Problem requirements
Reproduce every line of the data below, including the requests, but offset each coordinate in the answers by adding 66 to it. Omit the pictures from your output.

— Begin Extracted information —

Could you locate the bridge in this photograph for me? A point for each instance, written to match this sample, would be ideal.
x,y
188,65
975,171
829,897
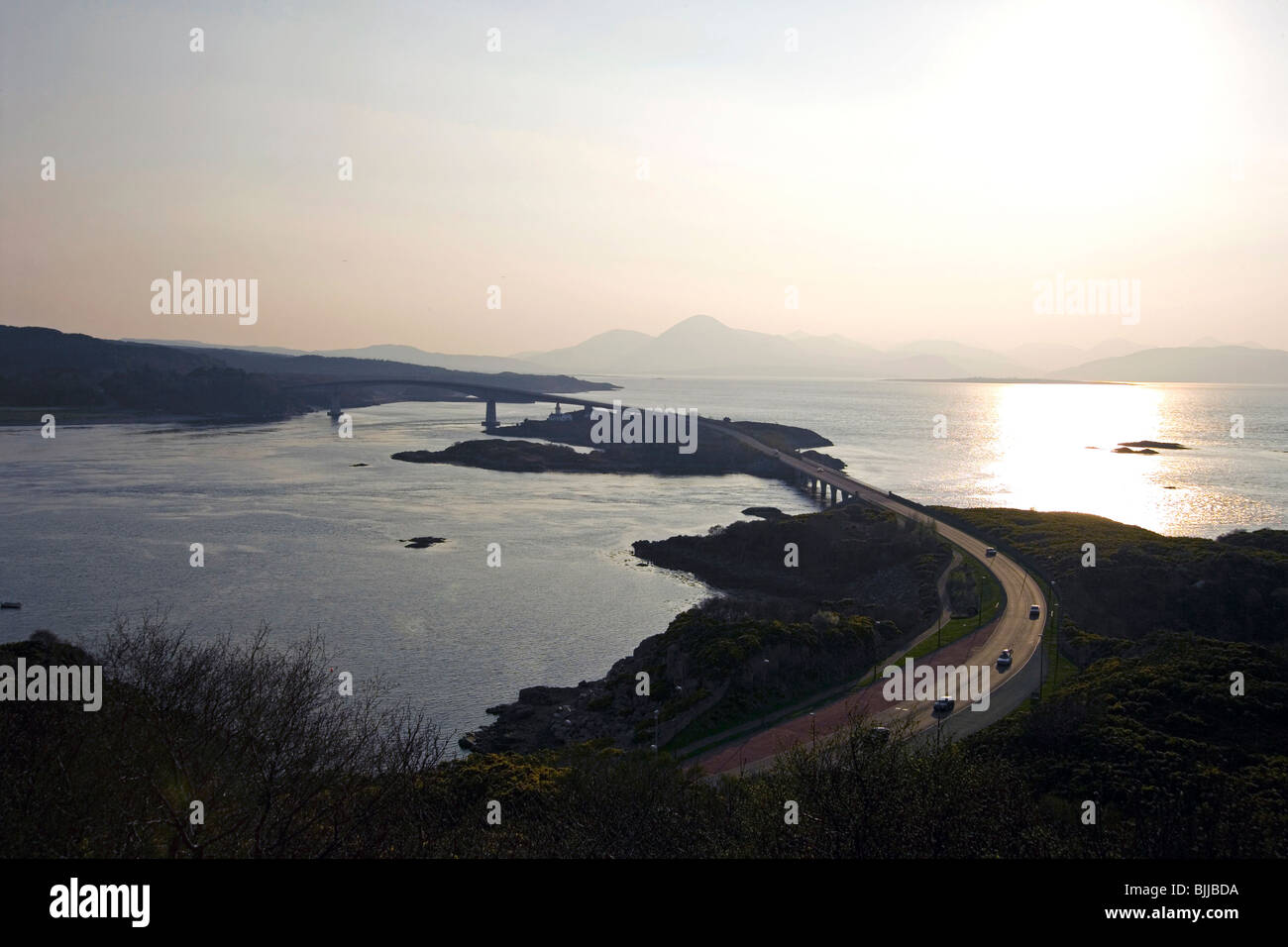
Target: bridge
x,y
488,394
1010,629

— End Extracted information —

Written solution
Could you locate the bridge in this photograph for me? A point for each instance, written to match this sample, would be ideal.
x,y
188,65
975,171
829,897
Target: bridge
x,y
554,460
1076,695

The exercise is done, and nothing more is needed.